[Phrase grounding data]
((

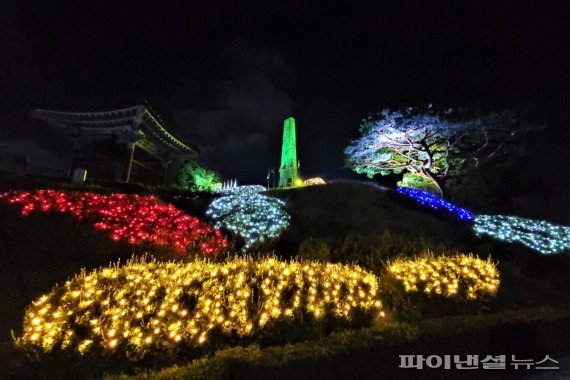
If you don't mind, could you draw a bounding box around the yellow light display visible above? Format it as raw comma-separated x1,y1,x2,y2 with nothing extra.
15,257,383,357
384,253,500,300
303,177,327,186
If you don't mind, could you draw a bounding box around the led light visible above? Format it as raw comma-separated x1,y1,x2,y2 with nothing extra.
0,190,227,255
207,186,290,249
15,256,383,358
473,215,570,254
303,177,327,186
385,253,500,300
396,187,474,221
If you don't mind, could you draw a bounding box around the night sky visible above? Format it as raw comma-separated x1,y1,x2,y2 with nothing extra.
1,1,569,184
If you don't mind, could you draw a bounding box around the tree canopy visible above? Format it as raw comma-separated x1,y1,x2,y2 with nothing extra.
178,161,222,193
344,107,518,197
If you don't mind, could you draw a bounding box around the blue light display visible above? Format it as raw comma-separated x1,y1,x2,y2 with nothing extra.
396,187,474,221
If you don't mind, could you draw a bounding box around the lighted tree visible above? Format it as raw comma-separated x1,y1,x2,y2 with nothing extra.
344,107,517,197
178,161,222,193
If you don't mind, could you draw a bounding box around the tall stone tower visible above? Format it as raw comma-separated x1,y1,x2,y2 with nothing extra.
278,117,299,188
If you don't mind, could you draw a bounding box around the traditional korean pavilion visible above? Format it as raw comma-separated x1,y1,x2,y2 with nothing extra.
30,105,197,185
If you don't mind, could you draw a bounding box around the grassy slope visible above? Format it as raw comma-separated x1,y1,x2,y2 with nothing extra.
0,179,568,379
272,182,463,239
0,204,136,375
107,307,570,380
266,182,479,261
268,182,569,309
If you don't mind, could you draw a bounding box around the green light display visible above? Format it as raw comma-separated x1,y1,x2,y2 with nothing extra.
278,117,300,187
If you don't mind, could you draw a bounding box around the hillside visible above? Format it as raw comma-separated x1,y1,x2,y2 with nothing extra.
267,182,478,263
274,182,460,237
1,180,569,379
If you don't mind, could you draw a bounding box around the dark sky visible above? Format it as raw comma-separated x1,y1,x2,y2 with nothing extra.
1,1,569,182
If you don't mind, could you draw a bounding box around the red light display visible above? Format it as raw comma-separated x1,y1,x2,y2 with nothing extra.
0,190,227,255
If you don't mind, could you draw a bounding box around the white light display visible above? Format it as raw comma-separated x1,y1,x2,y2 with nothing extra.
219,185,266,195
206,185,290,249
473,214,570,254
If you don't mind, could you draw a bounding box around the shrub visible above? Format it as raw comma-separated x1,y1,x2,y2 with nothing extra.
104,307,570,380
206,186,290,250
380,252,500,318
298,238,332,262
295,232,465,275
0,190,227,256
473,214,570,254
15,257,383,359
178,161,222,193
397,172,440,195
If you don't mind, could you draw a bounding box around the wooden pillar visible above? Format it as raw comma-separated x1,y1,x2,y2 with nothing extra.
123,142,136,182
68,149,78,177
162,160,172,186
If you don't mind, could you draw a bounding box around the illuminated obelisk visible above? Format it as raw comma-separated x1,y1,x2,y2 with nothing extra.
278,117,299,188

))

## Task description
Skip the pictures and output all entries exactly.

## Answer to the problem
If you don't mind, could you draw a bounding box around the yellow light display visible above? Format it as raw comma-separated x1,y1,x2,y2 with nothing extra.
15,257,383,357
384,253,500,300
303,177,327,186
If you don't mind, could you draw a bounding box around the led light visible above? Format it as raw comma-separated x1,y1,x2,y2 with nothing extra.
0,190,227,255
207,186,290,249
15,256,383,358
473,215,570,254
303,177,327,186
385,253,500,300
396,187,474,221
If you don't mind, could you draw a bounding box around the night sky visible above? Format it as raw comma-separated x1,y1,x2,y2 with nothing extra.
1,1,569,184
If you don't mind, could you draw a bounding box around the tree canopy visible above? Format it as raw comma-separated x1,y1,x2,y2 with nothing extra.
178,161,222,193
344,107,518,197
If you don't mind, could you draw a bounding box around the blue light display visible above? Format it as raw comma-separated x1,y1,x2,y2 with nothing extra.
396,187,474,221
If you don't mind, could you draw a bounding box around the lighted tree visible above? Format it as raw comma-separated x1,y1,x2,y2 with nothing extra.
344,107,517,197
178,161,222,193
If you don't mind, could you draw a bounding box around the tall stone tower visible above? Format it as raw comma-separated x1,y1,x2,y2 with nothing extra.
278,117,299,188
If you don't mind, could you draw a bounding box around the traditional korean pavilion visible above? Format it as raw comma-separated x1,y1,x2,y2 with nothing extra.
30,105,197,185
If you don't mind, could you draw a bounding box around the grassy slope visible above? Format it as raw comma-separated x1,y1,x2,y2 with nothing extra.
0,179,568,379
272,182,463,239
0,204,136,375
107,307,570,380
266,182,479,261
268,182,569,309
If you don't mind, could you draw a bounding box around the green light display visible above? Format it as raw comma-separated x1,y1,x2,y2 with nothing extra.
278,117,300,187
If you don't mind, could you draw a bounding box around the hillside visible above? Format it as raw comma-separated x1,y1,x2,y2 with nothing extra.
267,182,478,263
274,182,460,237
1,180,569,379
If you don't mind, could you draw a bounding box around the dark sky visible above? Format it as raw comma-separated x1,y1,x2,y2 with nothing extra.
1,1,569,182
If you don't mind, could you draw a bounding box around the red light display visible above? Format it as raw comma-separated x1,y1,x2,y2 with nothing extra.
0,190,227,255
If you don't mind, could you draw a bounding box around the white light display visible above? Format it as raw comma-separated x1,y1,x2,y2 with nothing extra.
219,185,266,195
206,185,290,249
473,214,570,254
If you don't mind, could you draw a bounding box around the shrub visible above? Format it as raw comma-separated x1,y1,x2,y2 with nothing extra.
104,307,570,380
206,186,290,250
380,252,500,318
298,238,332,262
295,232,465,275
0,190,227,256
473,214,570,254
15,257,383,359
178,161,222,193
397,172,440,195
If you don't mind, could you draw a bounding box around the wooden pillar visible above? Format it as raw comma-separated x1,y1,x2,y2 with nothing extra.
123,142,136,182
68,149,78,177
162,160,172,186
If you don't mind, could you draw a bounding box around the illuminated obelisk visible above? Format it as raw comma-separated x1,y1,x2,y2 with nothing extra.
278,117,299,188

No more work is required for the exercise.